- **Exercise task**:
Turn only the lines from the one containing "of the woman's" through the one containing "Query: woman's black hair" into a numbered list, leaving out any blank lines.

- **Dataset extract**:
::::

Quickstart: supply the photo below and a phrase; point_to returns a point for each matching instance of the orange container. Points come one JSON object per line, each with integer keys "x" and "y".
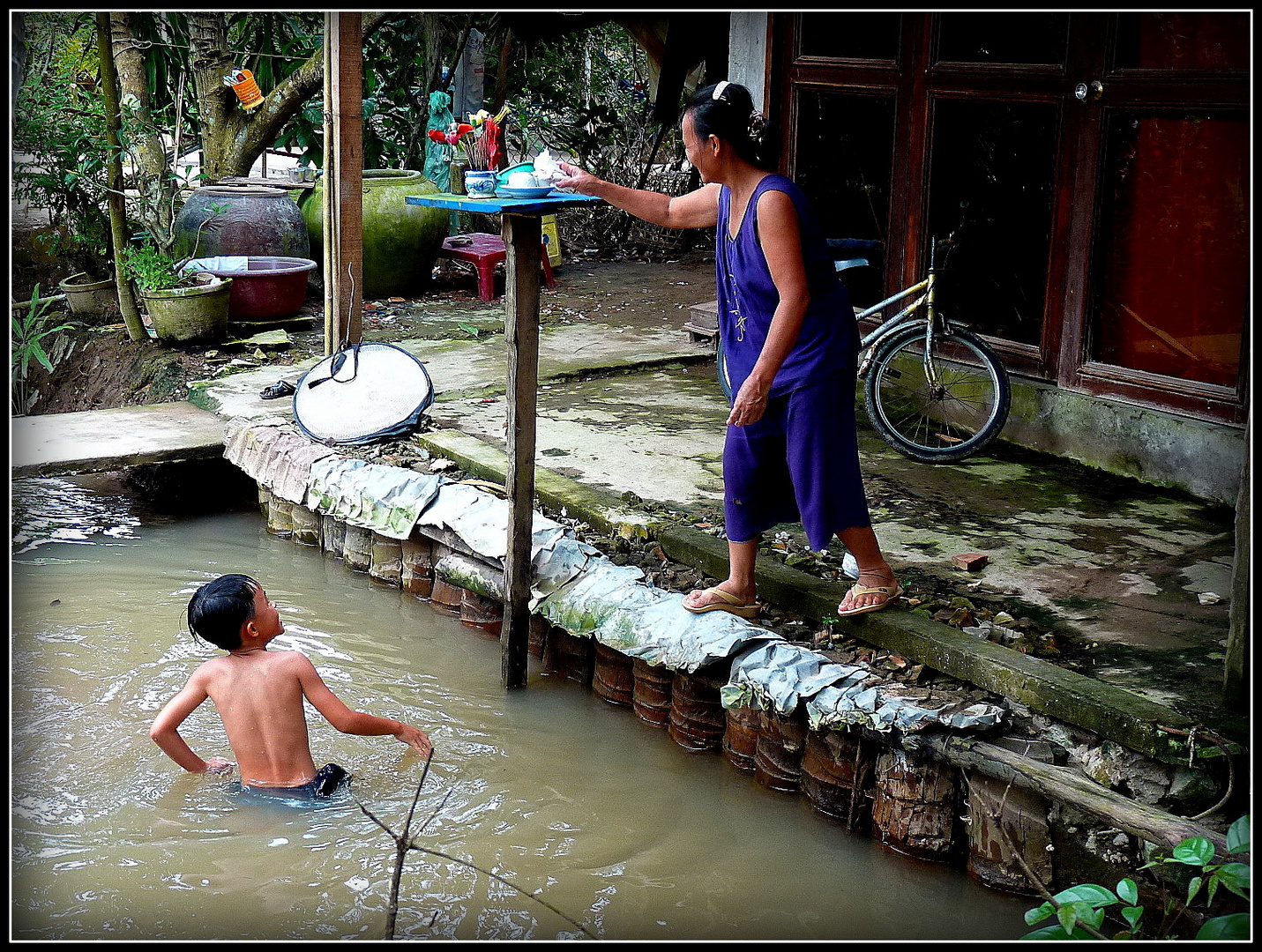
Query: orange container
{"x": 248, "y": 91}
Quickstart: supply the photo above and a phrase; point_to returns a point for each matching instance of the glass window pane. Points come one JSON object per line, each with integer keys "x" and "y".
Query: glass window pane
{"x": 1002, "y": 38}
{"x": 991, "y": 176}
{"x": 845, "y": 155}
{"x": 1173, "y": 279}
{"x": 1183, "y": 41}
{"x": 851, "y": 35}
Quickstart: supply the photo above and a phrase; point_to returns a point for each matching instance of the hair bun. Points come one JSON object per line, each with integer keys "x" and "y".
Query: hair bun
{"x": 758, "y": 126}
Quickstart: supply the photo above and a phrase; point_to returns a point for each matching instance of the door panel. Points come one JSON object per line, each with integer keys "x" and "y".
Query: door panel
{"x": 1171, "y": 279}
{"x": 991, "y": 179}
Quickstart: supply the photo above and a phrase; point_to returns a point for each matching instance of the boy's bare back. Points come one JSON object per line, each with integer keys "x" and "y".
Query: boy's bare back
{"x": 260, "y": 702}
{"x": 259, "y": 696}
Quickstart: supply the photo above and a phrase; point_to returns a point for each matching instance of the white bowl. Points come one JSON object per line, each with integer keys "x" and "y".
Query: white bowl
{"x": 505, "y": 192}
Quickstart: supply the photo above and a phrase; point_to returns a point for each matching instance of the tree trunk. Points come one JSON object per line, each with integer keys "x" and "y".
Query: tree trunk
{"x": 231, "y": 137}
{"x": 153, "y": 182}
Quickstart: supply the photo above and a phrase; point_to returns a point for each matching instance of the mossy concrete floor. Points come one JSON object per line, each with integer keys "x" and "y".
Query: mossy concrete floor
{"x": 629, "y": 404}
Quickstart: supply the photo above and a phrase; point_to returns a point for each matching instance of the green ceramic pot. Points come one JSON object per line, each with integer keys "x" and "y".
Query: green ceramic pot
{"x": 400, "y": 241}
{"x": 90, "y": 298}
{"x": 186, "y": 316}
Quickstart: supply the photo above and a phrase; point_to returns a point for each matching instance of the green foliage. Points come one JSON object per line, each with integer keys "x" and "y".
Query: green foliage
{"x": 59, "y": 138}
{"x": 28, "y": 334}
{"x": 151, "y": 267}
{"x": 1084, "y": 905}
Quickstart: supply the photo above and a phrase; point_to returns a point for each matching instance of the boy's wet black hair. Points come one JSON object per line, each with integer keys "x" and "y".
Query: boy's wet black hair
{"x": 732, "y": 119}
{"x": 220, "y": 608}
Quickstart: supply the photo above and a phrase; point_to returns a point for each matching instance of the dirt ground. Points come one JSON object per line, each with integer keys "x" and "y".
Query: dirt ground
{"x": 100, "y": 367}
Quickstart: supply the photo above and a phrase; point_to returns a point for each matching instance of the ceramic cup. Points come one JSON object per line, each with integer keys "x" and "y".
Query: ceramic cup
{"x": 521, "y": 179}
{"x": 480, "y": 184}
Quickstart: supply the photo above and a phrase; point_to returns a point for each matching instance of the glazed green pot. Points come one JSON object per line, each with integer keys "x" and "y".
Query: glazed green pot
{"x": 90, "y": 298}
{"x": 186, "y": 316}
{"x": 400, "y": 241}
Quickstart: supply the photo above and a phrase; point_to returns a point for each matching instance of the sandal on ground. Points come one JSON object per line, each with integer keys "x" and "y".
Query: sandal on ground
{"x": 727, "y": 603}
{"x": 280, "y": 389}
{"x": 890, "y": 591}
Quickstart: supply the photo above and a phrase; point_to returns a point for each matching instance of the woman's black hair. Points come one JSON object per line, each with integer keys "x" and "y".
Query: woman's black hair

::::

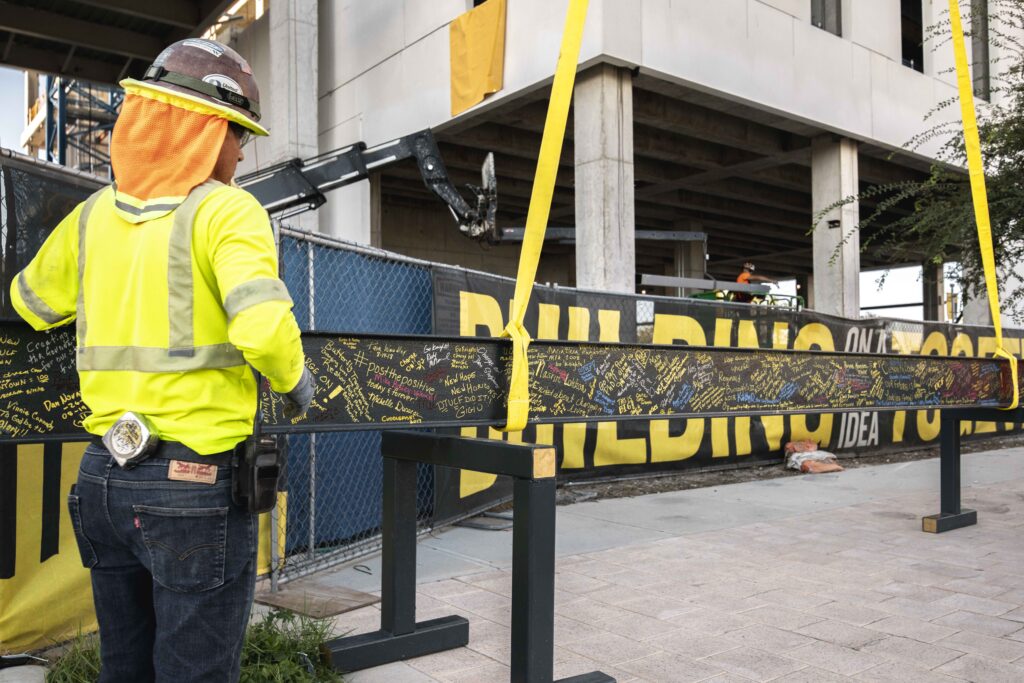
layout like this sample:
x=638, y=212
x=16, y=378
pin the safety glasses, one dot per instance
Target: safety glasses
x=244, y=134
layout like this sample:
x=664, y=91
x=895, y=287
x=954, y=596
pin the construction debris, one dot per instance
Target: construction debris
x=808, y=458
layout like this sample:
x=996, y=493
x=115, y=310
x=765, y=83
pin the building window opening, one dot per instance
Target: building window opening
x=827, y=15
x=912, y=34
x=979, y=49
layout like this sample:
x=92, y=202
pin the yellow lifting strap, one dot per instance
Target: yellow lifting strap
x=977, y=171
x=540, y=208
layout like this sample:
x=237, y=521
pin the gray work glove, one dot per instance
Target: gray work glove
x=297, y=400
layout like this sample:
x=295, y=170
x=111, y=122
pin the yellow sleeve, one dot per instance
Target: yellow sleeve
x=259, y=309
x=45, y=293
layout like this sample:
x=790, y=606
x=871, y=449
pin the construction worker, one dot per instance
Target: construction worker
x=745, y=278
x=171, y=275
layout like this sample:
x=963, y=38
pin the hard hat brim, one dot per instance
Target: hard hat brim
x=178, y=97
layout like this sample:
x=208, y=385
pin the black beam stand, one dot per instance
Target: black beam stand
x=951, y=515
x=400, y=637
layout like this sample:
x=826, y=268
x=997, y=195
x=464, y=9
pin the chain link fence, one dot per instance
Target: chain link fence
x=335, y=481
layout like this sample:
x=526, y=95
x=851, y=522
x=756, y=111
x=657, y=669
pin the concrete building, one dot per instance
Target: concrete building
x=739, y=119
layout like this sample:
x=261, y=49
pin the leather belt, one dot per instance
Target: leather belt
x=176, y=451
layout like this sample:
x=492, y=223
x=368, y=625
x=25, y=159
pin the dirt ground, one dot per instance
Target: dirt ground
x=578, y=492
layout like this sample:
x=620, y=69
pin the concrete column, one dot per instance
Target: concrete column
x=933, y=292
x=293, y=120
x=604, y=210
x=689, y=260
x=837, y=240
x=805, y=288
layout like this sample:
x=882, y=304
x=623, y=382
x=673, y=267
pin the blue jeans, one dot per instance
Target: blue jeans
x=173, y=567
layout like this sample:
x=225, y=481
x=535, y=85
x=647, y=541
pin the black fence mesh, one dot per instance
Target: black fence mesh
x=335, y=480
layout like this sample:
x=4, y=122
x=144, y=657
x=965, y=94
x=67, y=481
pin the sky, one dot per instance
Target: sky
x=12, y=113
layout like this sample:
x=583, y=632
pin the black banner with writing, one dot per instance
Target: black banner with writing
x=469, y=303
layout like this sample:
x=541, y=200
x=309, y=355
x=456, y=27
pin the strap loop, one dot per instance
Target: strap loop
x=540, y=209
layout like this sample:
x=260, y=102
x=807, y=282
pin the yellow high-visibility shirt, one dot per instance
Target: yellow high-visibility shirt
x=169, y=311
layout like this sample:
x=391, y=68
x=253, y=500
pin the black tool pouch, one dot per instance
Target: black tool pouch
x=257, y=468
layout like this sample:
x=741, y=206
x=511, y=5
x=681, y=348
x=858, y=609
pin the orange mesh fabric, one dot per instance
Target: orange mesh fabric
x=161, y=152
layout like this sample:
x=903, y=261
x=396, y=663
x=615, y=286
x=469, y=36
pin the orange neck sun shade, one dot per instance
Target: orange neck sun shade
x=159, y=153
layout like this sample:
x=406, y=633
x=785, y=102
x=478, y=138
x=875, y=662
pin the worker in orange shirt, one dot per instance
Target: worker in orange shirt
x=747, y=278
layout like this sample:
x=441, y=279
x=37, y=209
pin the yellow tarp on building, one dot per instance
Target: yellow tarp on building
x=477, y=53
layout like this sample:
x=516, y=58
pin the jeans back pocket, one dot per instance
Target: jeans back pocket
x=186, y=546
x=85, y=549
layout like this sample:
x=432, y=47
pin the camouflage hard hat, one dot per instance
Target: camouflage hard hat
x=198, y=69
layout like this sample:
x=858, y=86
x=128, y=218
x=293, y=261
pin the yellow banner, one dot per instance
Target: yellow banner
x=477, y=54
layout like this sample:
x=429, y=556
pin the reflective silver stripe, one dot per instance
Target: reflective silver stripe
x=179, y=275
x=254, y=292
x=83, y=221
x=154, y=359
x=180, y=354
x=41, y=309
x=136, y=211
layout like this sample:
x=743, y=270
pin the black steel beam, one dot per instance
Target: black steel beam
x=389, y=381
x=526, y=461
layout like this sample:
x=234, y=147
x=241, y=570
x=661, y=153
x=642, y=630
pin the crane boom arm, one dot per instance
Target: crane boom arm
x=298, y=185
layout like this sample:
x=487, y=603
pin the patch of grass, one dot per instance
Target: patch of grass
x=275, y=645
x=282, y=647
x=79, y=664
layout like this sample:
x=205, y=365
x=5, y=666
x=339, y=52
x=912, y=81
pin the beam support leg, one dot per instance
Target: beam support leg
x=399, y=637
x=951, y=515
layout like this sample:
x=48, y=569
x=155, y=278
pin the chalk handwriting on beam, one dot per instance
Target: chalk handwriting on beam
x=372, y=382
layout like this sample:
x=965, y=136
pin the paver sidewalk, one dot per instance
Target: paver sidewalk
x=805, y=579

::::

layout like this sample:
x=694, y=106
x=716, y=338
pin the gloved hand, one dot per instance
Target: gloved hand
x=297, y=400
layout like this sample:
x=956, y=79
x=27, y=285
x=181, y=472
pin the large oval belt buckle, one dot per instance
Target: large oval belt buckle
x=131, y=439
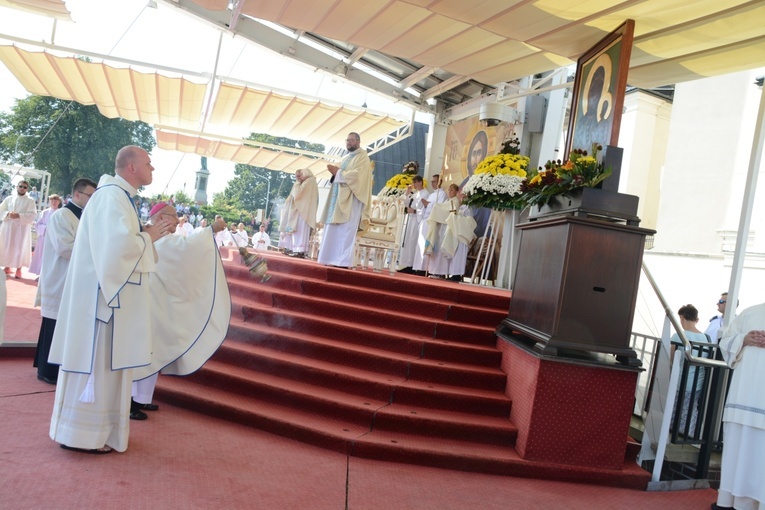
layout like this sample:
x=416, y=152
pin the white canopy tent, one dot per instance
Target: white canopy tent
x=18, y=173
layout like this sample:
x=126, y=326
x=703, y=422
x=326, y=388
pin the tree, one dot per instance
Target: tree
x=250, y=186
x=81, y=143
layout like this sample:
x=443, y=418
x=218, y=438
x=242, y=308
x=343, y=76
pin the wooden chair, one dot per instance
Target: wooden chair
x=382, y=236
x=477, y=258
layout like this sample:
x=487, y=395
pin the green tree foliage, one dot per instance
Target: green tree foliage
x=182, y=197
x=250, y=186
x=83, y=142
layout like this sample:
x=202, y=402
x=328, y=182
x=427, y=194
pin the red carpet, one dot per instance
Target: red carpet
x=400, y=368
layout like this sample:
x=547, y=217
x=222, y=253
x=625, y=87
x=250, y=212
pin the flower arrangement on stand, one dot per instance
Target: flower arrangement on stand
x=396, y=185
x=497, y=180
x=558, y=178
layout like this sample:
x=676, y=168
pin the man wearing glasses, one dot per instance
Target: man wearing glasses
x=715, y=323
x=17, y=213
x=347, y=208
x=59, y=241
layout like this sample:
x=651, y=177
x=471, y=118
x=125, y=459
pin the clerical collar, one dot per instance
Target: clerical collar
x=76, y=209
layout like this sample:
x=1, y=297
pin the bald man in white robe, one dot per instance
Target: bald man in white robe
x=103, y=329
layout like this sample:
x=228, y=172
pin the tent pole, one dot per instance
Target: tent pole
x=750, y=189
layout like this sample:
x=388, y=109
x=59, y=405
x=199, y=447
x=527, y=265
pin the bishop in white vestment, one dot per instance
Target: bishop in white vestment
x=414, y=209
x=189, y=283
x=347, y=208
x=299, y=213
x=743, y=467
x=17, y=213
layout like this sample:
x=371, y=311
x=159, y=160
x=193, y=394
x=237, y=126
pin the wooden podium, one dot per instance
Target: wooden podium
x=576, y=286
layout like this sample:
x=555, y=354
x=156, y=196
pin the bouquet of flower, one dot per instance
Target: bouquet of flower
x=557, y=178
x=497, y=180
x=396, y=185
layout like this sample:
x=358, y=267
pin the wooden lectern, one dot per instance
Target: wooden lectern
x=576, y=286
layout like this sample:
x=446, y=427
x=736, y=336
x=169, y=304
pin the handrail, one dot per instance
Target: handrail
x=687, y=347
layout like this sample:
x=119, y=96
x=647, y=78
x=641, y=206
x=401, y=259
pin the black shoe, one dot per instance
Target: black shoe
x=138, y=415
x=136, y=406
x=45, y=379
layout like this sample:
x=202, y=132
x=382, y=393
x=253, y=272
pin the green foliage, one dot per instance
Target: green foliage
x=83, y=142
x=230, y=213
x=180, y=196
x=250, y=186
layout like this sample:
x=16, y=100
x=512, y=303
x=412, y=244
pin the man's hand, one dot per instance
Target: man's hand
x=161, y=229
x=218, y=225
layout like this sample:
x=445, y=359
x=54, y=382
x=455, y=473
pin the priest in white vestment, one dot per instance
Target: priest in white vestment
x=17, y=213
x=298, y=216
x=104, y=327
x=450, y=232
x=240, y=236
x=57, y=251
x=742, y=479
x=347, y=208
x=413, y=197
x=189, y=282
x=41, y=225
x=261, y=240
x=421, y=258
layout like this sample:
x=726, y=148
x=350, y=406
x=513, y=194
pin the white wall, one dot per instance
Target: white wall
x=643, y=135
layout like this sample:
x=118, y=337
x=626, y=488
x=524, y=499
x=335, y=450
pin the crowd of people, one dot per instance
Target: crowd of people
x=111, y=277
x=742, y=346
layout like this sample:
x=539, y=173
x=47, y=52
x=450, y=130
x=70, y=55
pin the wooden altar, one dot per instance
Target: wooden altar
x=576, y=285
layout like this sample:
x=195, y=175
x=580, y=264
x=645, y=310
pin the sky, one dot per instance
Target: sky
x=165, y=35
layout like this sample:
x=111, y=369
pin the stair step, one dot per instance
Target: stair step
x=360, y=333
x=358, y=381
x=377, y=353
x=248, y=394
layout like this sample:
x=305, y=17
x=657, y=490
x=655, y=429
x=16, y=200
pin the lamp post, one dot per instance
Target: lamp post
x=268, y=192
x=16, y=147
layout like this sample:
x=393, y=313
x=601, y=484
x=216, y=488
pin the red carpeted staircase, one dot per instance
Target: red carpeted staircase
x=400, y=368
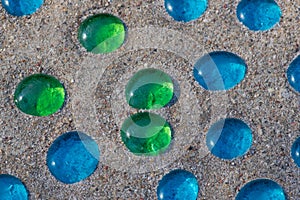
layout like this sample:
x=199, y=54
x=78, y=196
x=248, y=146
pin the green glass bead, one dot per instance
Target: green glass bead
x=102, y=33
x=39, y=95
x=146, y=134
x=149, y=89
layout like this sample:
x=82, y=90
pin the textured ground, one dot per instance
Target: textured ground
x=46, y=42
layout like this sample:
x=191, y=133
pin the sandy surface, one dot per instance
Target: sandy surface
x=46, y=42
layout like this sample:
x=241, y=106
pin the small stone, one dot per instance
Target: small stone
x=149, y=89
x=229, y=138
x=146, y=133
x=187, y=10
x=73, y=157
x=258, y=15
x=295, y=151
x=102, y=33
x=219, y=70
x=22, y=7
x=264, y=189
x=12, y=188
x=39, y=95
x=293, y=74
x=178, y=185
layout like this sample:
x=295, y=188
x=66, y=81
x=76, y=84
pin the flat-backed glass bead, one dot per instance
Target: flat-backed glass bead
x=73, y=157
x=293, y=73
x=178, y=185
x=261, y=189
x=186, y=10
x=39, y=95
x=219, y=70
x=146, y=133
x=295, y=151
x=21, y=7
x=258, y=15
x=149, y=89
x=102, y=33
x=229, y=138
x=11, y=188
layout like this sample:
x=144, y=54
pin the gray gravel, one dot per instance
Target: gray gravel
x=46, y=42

::::

- **Solution for this exercise**:
1. Quickstart: supply the photo above and a phrase; point_to returns a point for each matching instance of the woman's black hair. Points come one JSON object per line, each with integer keys "x" and "y".
2. Query: woman's black hair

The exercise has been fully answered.